Reuters reports that formerly warring Shiite militias in the southern port city of Basra have called a truce. My own guess is that they believe such rhetoric of sweet reasonableness will hasten the departure of the British troops (there are still 5500 out at the airport, scheduled to go down to 2500 by March). It is also possible that, like crime families in New York, each has established a ‘turf’ within which it runs protection rackets and does gasoline and kerosene smuggling, so that the ‘truce’ is just a recognition of current turf boundaries. But obviously if any of them tried to expand into someone else’s territory, it would ignite fighting. I have seen the value of the gasoline smuggling and embezzlement from the state oil company by militias estimated at $2 billion a year. That these activities have suddenly ceased is not plausible.

(Records from a dataset)
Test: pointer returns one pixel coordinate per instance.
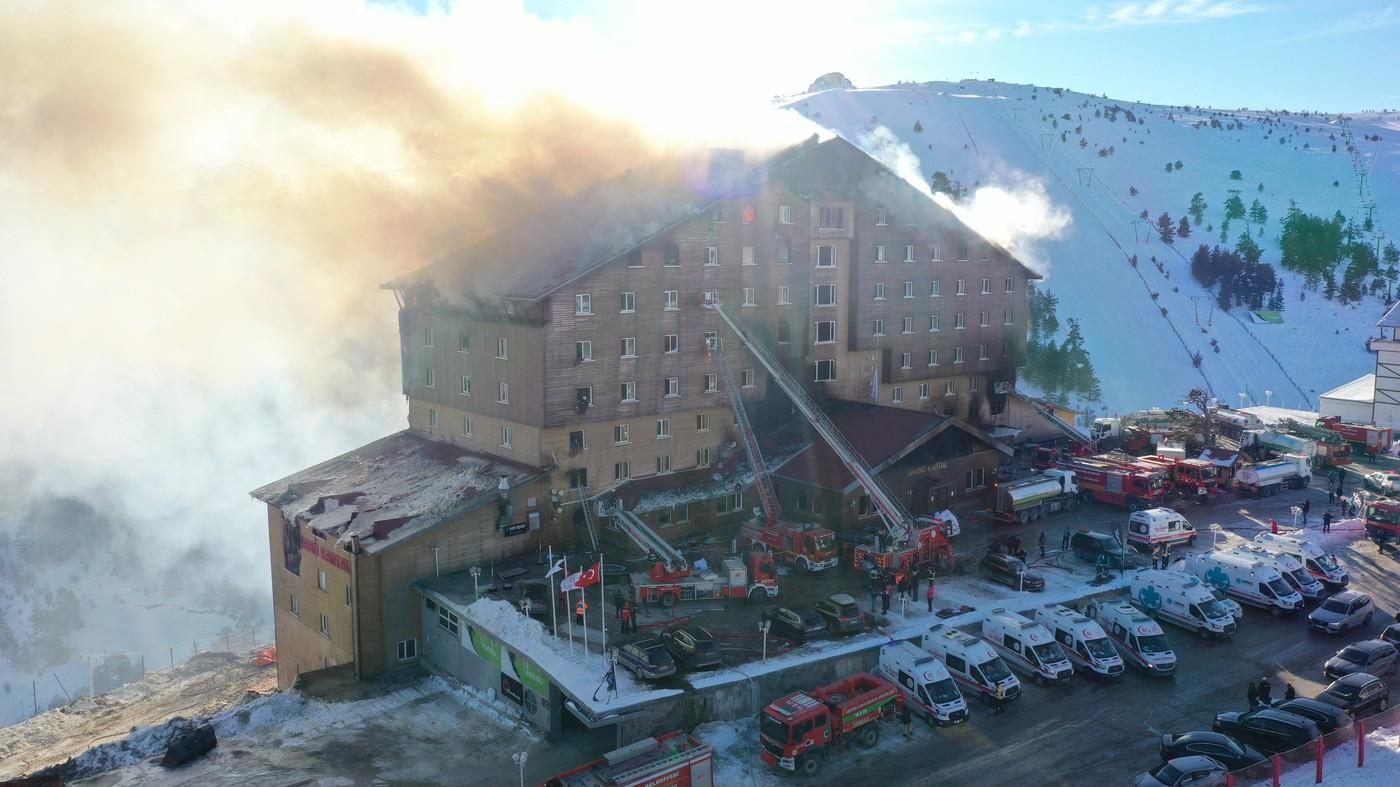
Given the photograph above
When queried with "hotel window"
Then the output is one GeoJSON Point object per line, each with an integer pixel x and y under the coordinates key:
{"type": "Point", "coordinates": [832, 219]}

- _WORK ITEM_
Quote the passage about the Basra militia truce word for word, beginning with the words "Reuters reports that" and ending after "is not plausible.".

- _RESPONSE TO THIS TASK_
Reuters reports that formerly warring Shiite militias in the southern port city of Basra have called a truce. My own guess is that they believe such rhetoric of sweet reasonableness will hasten the departure of the British troops (there are still 5500 out at the airport, scheduled to go down to 2500 by March). It is also possible that, like crime families in New York, each has established a ‘turf’ within which it runs protection rackets and does gasoline and kerosene smuggling, so that the ‘truce’ is just a recognition of current turf boundaries. But obviously if any of them tried to expand into someone else’s territory, it would ignite fighting. I have seen the value of the gasoline smuggling and embezzlement from the state oil company by militias estimated at $2 billion a year. That these activities have suddenly ceased is not plausible.